• **What you will do**
For every record below, write out an exact copy.

Start of Entries supplied

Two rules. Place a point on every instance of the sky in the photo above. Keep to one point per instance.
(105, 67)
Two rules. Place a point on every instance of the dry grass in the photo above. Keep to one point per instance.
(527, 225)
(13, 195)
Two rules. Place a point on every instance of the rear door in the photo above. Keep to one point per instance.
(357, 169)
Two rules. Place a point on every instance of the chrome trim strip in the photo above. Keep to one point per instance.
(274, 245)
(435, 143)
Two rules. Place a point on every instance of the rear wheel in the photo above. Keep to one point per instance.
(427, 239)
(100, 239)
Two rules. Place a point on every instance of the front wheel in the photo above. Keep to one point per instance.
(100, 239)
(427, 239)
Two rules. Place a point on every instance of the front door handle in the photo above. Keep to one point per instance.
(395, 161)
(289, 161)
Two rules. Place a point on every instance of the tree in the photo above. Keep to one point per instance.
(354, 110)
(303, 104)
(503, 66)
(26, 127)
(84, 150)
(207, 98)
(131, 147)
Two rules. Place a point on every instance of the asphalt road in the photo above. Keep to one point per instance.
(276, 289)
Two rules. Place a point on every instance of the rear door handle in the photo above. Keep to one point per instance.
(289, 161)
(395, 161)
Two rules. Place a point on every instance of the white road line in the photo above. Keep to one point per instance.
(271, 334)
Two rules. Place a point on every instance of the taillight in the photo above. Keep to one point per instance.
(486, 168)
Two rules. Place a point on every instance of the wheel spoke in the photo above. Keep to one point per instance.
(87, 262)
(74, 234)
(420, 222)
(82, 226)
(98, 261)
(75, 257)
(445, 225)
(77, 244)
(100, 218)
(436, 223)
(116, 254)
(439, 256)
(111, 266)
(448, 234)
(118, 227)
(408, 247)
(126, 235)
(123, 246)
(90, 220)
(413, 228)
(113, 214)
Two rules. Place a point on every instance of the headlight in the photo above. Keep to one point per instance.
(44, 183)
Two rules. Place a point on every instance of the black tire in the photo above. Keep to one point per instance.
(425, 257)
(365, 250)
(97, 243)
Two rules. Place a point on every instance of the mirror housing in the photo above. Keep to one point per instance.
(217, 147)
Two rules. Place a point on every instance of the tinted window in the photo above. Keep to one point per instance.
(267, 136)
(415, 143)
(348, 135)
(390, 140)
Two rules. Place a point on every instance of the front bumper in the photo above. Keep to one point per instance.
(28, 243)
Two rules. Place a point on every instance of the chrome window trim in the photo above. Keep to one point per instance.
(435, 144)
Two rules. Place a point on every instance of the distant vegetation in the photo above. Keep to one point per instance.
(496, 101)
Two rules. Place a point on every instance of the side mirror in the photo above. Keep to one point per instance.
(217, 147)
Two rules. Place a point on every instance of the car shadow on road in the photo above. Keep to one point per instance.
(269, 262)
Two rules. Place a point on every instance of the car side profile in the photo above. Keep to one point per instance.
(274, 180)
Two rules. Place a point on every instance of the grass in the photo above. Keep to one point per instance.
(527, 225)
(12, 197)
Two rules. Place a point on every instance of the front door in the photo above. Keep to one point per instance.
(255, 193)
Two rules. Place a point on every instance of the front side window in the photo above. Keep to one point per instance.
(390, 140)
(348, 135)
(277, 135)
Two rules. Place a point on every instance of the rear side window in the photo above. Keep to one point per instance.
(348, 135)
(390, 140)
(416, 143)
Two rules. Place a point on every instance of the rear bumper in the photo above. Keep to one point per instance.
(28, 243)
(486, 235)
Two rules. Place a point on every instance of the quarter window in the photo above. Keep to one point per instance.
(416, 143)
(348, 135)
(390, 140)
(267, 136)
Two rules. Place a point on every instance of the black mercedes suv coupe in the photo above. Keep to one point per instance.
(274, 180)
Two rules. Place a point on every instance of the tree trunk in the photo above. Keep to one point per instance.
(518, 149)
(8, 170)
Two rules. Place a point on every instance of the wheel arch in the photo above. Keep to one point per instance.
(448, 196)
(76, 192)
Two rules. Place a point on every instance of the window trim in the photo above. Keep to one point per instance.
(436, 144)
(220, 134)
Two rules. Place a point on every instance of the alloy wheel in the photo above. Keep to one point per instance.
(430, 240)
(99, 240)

End of Entries supplied

• **Expected answer**
Two rules. Place a point on every instance of the sky in the photo above. Keep to one point per instance.
(105, 67)
Two rules. Place a point on every instance of the dry grass in the photo above. Keep to one point per instance.
(527, 225)
(13, 195)
Two rules. Place a point on every instance of the rear door in the photo above. Keep to one point per instance.
(357, 169)
Two rules. Place a point on every instance of the chrome trim strip in the photo above. Keep to one point per instance.
(274, 245)
(435, 143)
Two rules. Place a point on every instance of the rear wheel in the photo above. Keep to one point per instance.
(427, 239)
(100, 239)
Two rules. Place a point on every instance of the front wheel in the photo above. Keep to one point per instance.
(100, 239)
(427, 239)
Two rules. Place a point on every instance of the front door handle in the photo above. Keep to one point per instance.
(395, 161)
(289, 161)
Two rules. Place a point on every instance of the tree in the photo above. Keep to one point per instance.
(354, 110)
(303, 104)
(503, 66)
(26, 127)
(84, 150)
(207, 98)
(131, 147)
Two rules. Place a point on every instance of the asphalt road in the photo above. Keep to one point per instance.
(276, 289)
Two rules. Place a point on every instance of the rear door handle in the photo above. Keep to one point per instance.
(289, 161)
(395, 161)
Two rules. Place a point on every instance of the white road line in the photo above. Keep to one point per instance.
(271, 334)
Two rules. Place a point on every instance of the taillight in the photo above. Keep to one point per instance.
(486, 168)
Two rules. Place a point on every instance of the wheel spoke in the photo above. Keep to one point per instance.
(87, 262)
(74, 234)
(420, 222)
(82, 226)
(98, 261)
(75, 257)
(445, 225)
(77, 244)
(100, 218)
(436, 223)
(116, 254)
(439, 256)
(111, 266)
(448, 234)
(118, 227)
(408, 247)
(126, 235)
(123, 246)
(90, 220)
(413, 228)
(113, 214)
Two rules. Place a point on every instance of the headlight in the photo above. Keep to one point per instance.
(44, 183)
Two rules. Place a point on every instance of the black tire in the photo above. Keep to one point per instance.
(425, 257)
(365, 250)
(97, 243)
Two rules. Place a point on every instance of the mirror housing in the photo above. Keep to one point per instance.
(217, 147)
Two rules. Place a point on every instance of the tinted window in the photo above. Keep to one point per instance.
(267, 136)
(415, 143)
(348, 135)
(390, 140)
Two rules. Place a point on every instance of the front bumper in the photo above. Keep to one point per instance.
(28, 243)
Two rules. Place a point on every instance of the chrome window trim in the photo above. Keep to one point per instance.
(435, 144)
Two rules. Place a point on every instance of the distant vegetation in the photo above. Keep to one point per instance.
(496, 101)
Two rules. Place a point on every instance of the side mirror in the photo above. Keep to one point per instance.
(217, 147)
Two rules. Place a point on every instance of the car shadow on road in the photo above. Keep to one point per instance.
(269, 262)
Two rules. Place a point on every instance of the car side profile in the photo above. Keep to one point per instance.
(274, 180)
Two rules. Place a point on every instance of the grass in the photo above. Keep to one point per instance.
(527, 225)
(12, 197)
Two rules. Place a point on every instance of the front door in the photo above. Keep to one point per instance.
(255, 193)
Two rules. Place a point on every instance of the front side window in the photo above. Keep to one point per instance.
(390, 140)
(348, 135)
(277, 135)
Two rules. Place a point on every instance of the rear side window in the photo above. Keep to one point per instance.
(348, 135)
(390, 140)
(416, 143)
Two rules. Place a point on every instance of the rear bumper in the photo above. Keep to one point per instance.
(28, 243)
(486, 235)
Two rules. Place a point on every instance of the quarter window in the photo above. Keep to one point per instance.
(416, 143)
(348, 135)
(390, 140)
(267, 136)
Two rules. Place a point on every instance of the black mercedes suv coupe in the photo above. Keep to one point per instance.
(274, 180)
Two rules. Place a point on every instance of the tree trunk in the photo above. Keep to one point per instance.
(518, 149)
(8, 170)
Two rules. Place a point on every instance of the wheel arch in the photo above. Keep to one point per instance.
(448, 196)
(76, 192)
Two rules. Place a point on every instance of the window trim in the photo above. Keep to one point per instance.
(436, 144)
(220, 134)
Two rules. Place a point on every instance of the alloy wheel in the photo above. Keep to one point per instance.
(430, 240)
(99, 240)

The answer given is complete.